#### [本文]
近年のCOVID-19パンデミックによる外出自粛などの影響で、外界の菌やウイルスとの接触が減少した結果、免疫刺激が不足し、免疫強化が十分に図られなかった可能性がある。これにより、免疫老化を抱える高齢者において、ウイルス再活性化リスクが従来以上に増大した可能性が考えられた。
高齢者におけるヘルペス性ぶどう膜炎、男性がやや多くCMVが最多
今回の研究では、COVID-19パンデミック中における免疫老化と眼疾患の発症との関係を明らかにするため、多くの高齢者がすでに感染しているヘルペスウイルスに着目し、高齢者におけるヘルペスウイルスを原因とするぶどう膜炎の調査を実施した。ぶどう膜炎は、治療の遅れが視力障害や失明につながる可能性がある。特に、ヘルペスウイルス感染によるものは強い炎症を伴うことから、迅速な診断と治療が必要になる。

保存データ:
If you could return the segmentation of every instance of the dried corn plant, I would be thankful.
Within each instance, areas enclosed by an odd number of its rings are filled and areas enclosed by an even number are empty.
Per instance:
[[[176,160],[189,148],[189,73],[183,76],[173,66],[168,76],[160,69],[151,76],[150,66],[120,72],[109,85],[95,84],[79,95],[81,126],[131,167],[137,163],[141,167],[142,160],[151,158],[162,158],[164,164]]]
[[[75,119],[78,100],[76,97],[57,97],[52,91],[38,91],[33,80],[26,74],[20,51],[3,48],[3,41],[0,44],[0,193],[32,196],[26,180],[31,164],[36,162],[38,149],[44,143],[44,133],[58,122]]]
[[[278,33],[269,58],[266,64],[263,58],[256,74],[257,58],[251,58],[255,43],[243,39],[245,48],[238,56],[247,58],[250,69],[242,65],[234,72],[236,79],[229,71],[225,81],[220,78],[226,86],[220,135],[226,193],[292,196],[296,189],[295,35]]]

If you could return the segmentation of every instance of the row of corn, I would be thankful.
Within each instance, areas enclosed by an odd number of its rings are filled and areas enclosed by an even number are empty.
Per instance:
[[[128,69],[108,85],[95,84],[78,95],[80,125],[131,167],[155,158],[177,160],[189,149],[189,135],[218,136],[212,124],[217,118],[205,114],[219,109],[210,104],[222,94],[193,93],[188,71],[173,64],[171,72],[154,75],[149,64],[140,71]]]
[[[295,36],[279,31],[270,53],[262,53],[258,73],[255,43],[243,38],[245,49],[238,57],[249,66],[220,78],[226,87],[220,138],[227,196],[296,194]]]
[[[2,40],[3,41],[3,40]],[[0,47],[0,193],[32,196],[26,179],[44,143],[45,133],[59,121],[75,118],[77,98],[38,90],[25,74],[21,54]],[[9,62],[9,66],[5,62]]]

---

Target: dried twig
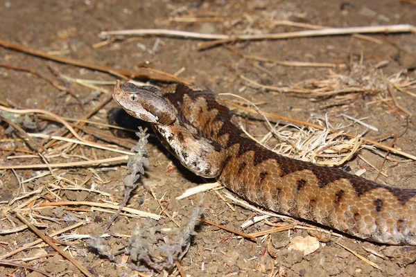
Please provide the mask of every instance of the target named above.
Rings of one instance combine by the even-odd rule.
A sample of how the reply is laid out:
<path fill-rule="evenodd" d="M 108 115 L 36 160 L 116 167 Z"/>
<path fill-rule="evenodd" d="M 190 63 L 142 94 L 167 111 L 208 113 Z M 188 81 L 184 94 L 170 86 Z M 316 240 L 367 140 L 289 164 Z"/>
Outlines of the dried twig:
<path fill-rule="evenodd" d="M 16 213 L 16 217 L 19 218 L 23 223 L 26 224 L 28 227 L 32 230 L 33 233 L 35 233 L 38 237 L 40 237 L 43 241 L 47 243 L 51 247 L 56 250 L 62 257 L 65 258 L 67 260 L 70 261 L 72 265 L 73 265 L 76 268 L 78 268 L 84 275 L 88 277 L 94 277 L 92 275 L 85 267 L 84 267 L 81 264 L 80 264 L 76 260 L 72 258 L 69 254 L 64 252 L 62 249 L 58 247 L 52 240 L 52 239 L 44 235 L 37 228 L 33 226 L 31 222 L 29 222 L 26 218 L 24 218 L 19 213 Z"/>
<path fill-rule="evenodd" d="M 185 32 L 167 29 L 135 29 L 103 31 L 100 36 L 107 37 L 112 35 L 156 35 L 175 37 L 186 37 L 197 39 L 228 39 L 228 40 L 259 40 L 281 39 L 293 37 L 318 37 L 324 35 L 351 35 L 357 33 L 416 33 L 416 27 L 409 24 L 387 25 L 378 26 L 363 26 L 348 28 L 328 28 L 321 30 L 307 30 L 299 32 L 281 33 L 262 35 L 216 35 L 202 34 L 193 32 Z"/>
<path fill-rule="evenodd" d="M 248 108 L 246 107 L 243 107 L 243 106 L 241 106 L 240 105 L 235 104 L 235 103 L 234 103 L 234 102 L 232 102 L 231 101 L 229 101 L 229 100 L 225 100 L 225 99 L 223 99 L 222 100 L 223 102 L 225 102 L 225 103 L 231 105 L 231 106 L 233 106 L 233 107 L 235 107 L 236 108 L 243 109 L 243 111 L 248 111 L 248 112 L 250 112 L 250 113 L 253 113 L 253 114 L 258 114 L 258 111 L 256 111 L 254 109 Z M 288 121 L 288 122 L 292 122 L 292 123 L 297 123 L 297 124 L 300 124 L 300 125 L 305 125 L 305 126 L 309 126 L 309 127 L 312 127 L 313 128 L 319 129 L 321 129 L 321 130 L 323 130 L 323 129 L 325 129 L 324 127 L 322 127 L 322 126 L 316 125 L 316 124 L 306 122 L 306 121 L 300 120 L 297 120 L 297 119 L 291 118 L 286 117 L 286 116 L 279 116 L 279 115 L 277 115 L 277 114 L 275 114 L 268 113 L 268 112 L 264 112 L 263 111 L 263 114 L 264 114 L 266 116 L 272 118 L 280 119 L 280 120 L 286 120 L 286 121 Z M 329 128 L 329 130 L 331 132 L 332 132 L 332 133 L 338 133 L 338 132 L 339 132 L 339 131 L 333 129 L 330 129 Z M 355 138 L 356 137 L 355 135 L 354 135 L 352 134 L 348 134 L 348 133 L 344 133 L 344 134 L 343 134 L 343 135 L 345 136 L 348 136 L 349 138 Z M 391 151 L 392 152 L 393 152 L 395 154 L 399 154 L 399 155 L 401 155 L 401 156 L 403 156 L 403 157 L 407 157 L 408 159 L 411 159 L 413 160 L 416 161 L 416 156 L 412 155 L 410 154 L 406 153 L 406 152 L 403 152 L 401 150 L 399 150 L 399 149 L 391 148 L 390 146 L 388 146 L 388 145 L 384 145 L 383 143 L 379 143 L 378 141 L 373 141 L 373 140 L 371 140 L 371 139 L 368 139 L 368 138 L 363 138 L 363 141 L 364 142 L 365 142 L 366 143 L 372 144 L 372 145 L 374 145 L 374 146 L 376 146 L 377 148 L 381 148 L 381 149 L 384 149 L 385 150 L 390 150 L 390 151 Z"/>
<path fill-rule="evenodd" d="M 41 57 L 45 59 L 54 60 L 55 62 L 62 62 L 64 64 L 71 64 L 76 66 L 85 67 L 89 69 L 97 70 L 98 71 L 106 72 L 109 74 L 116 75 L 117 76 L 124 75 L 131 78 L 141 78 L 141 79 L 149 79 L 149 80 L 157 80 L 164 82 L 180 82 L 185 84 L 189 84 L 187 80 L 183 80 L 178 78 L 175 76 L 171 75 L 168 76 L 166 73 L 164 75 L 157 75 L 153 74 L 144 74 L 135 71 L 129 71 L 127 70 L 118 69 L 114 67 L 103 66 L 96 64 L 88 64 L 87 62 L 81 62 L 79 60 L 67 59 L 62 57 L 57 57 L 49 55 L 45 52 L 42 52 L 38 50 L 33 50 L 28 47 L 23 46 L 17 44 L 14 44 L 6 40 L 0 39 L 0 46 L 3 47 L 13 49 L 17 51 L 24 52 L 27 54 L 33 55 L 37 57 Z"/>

#### [必要な作業]
1. ヘルペス性ぶどう膜炎の文章によると、ヘルペスウイルス感染によるぶどう膜炎に迅速な診断と治療が必要になる理由は何ですか。
2. ヘルペス性ぶどう膜炎の文章を、最後の文の後から書き継いでください。

#### [課題の解答]
1. 強い炎症を伴うからです。

2.
65歳以上のぶどう膜炎患者のうち、ヘルペスウイルス感染が原因と考えられる症例を対象に詳細な解析を行ったところ、ぶどう膜炎全体では女性の割合が高かったのに対し、ヘルペス性ぶどう膜炎に限ると男性の割合がやや高く、統計的に有意な差が認められた。また、原因ウイルスとして最も多く確認されたのはサイトメガロウイルスであり、次いで水痘帯状疱疹ウイルス、単純ヘルペスウイルスの順で検出された。
パンデミック中、高齢者のヘルペス性ぶどう膜炎は増加傾向
さらに、COVID-19パンデミック中の2020~2022年において、ヘルペス性ぶどう膜炎の診断例が持続的に高い水準を示していることが確認された。このことから、COVID-19パンデミックによる行動制限がもたらした免疫刺激の減少と、もともと存在する免疫老化が、ヘルペスウイルスの再活性化に寄与した可能性が示唆された。
高齢者の感染症予防・治療戦略を見直す上で重要な知見
今回の研究から、パンデミック中の外出自粛などによる免疫刺激不足が、免疫老化と相まって高齢者におけるヘルペスウイルスの再活性化を促進し、ヘルペス性ぶどう膜炎の増加と視覚障害リスクの上昇につながった可能性が示唆された。ぶどう膜炎は、視力の低下や生活の質(QOL)の低下といった重大な問題を引き起こす恐れがあるため、早期診断と適切な治療の開始が急務だ。今回の研究成果は、医療現場における診療方針の見直しのみならず、公衆衛生の観点からも重要な意義を持つものと考えられる。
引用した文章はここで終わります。